**Quoted text**
^^^^^^^^

Disintermediation

Disintermediation refers to the removal of intermediaries from financial transactions. This process, driven by technology, deregulation, and globalization, reduces costs but may increase credit risk.

Definition of Disintermediation

Disintermediation is the process by which intermediaries such as brokers, banks, or agents are removed from financial transactions between two parties. The advent of new technologies, deregulation in financial markets, and globalization have significantly contributed to this phenomenon. While disintermediation can lead to lower transaction costs by eliminating commissions and fees associated with middlemen, it often brings about an increase in credit risk since the third-party verification and guarantees that intermediaries provide are also removed.

Examples of Disintermediation

  1. Peer-to-Peer (P2P) Lending Platforms: These platforms connect borrowers directly with lenders, bypassing traditional banking institutions. Examples include Prosper and LendingClub.
  2. Stock Trading Apps: Applications like Robinhood have facilitated a trend where retail investors trade stocks without the need for brokers, resulting in lower fees.

^^^^^^^^

**Data lines**
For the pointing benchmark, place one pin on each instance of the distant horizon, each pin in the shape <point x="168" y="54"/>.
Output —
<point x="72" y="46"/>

^^^^^^^^

**Exercise**
Pick up the disintermediation text above where it stops, beginning right after its last sentence.

**Answer to this exercise**
  3. Direct Online Sales: Companies such as Dell and Tesla sell their products directly to consumers through their websites, eliminating the need for physical retail intermediaries.

Frequently Asked Questions (FAQs)

What are the benefits of disintermediation?

The primary benefits include cost savings on commissions and fees, faster transaction processing, and better transparency in the transaction process.

What are the risks associated with disintermediation?

The main risks involve increased credit risk since traditional intermediaries often provide a layer of risk assessment and mitigation. There’s also the potential for reduced liquidity and higher price volatility.

How has technology contributed to disintermediation?

Technology has created platforms that facilitate direct transactions, such as P2P lending sites, online trading applications, and e-commerce websites, making intermediaries less necessary.

What role does deregulation play in disintermediation?

Deregulation has reduced the barriers for new entrants in various financial services, allowing for alternative business models that bypass traditional intermediaries.

Can disintermediation occur in non-financial sectors?

Yes, disintermediation can occur in any sector where intermediaries between goods or service providers and consumers can be eliminated through direct interaction.

  • Intermediation: The process of involving intermediaries to facilitate transactions between parties.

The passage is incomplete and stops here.